▶ **What you have to do**: Return all lines in the data where the string "life" can be found.

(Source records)

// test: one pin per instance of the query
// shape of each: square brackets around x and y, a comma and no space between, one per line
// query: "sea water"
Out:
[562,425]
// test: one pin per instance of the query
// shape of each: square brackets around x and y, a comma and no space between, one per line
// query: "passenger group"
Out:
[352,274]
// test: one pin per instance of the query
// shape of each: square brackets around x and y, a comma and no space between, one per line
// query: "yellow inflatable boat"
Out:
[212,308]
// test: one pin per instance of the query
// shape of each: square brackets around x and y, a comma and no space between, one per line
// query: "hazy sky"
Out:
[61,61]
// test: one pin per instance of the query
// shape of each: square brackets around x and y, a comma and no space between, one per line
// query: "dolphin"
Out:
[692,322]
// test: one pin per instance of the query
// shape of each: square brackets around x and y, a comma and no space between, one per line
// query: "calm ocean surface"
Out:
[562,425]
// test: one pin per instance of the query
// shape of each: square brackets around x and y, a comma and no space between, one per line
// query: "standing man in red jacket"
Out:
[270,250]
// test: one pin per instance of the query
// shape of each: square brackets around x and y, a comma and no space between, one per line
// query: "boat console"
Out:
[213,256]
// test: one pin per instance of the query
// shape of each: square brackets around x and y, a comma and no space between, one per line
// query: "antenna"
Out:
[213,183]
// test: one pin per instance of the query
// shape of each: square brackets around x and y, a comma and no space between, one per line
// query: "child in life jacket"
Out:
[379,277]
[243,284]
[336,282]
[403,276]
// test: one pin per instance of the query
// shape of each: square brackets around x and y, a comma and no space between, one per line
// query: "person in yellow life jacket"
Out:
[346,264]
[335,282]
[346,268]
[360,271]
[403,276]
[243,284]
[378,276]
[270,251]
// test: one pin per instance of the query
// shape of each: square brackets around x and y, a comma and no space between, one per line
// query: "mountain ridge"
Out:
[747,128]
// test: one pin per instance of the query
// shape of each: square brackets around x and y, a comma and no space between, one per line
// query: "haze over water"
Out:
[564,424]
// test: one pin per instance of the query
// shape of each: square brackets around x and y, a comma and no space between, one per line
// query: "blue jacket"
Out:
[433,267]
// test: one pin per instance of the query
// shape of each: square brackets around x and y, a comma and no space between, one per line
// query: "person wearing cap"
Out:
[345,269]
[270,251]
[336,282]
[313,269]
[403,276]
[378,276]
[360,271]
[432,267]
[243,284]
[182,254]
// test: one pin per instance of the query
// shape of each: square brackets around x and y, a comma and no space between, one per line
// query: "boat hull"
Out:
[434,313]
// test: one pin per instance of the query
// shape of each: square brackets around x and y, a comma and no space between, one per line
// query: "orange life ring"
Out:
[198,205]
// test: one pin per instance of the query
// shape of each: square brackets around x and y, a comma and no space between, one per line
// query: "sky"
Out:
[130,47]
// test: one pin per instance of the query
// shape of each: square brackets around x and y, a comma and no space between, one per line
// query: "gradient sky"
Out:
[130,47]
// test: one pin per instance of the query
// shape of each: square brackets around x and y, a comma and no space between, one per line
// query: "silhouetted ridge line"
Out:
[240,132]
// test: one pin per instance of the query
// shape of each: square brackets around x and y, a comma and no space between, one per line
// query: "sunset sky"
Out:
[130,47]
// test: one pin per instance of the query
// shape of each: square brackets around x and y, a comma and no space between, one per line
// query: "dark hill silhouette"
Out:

▶ **Response**:
// query: "child in life jacket"
// query: "person in yellow life jacket"
// query: "orange life ring"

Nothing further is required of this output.